Data supplied START

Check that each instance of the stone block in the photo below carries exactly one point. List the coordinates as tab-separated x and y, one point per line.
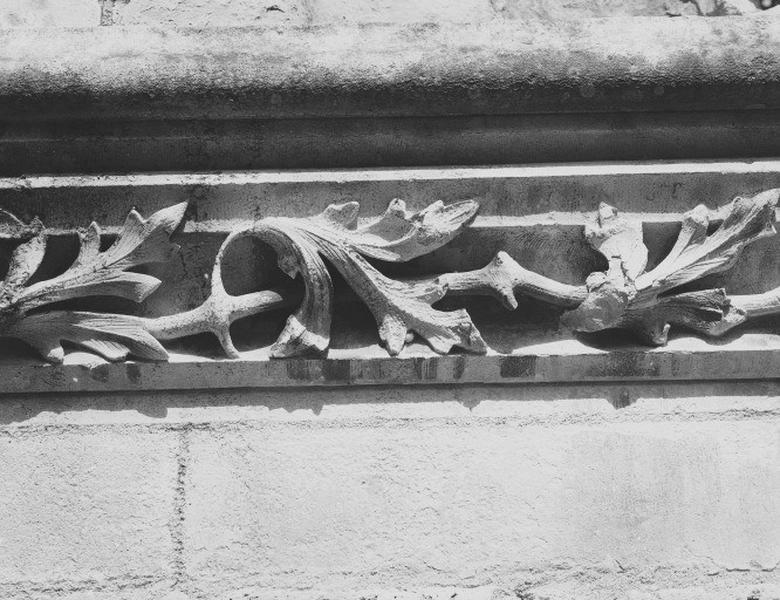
412	505
85	508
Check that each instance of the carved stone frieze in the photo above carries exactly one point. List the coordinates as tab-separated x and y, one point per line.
45	312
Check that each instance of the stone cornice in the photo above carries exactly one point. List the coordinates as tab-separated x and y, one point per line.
498	68
547	225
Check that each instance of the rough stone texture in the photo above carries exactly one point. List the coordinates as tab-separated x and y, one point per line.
125	99
489	493
281	13
436	504
85	509
601	65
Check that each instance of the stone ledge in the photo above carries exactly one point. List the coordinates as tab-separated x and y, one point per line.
597	65
749	356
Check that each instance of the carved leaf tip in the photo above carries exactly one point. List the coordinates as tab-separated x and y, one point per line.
93	273
399	235
645	302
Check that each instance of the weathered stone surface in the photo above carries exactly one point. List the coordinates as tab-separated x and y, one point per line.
435	504
495	68
85	510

Data supplied END

Directions:
Locate the line that contains "Check that each instance of the stone ledge", then please quote it and every line after it to the end of the entries above, exactly and with nothing else.

Task output:
Check that each instance of the stone ledge in the photo above carries exactly one point. List the coordinates as tab-separated x and y, one point per line.
597	65
749	356
Check that each instance of the carved leaf tip in the photo above carries exactly one point. List the coordinates as tab-separated x and y, one point per line.
93	273
399	235
645	302
Check that each instance of the weathered stone surface in the photo above carries exactly one point. List the coordinates as tab-separated x and y, one point per line.
435	504
495	68
85	510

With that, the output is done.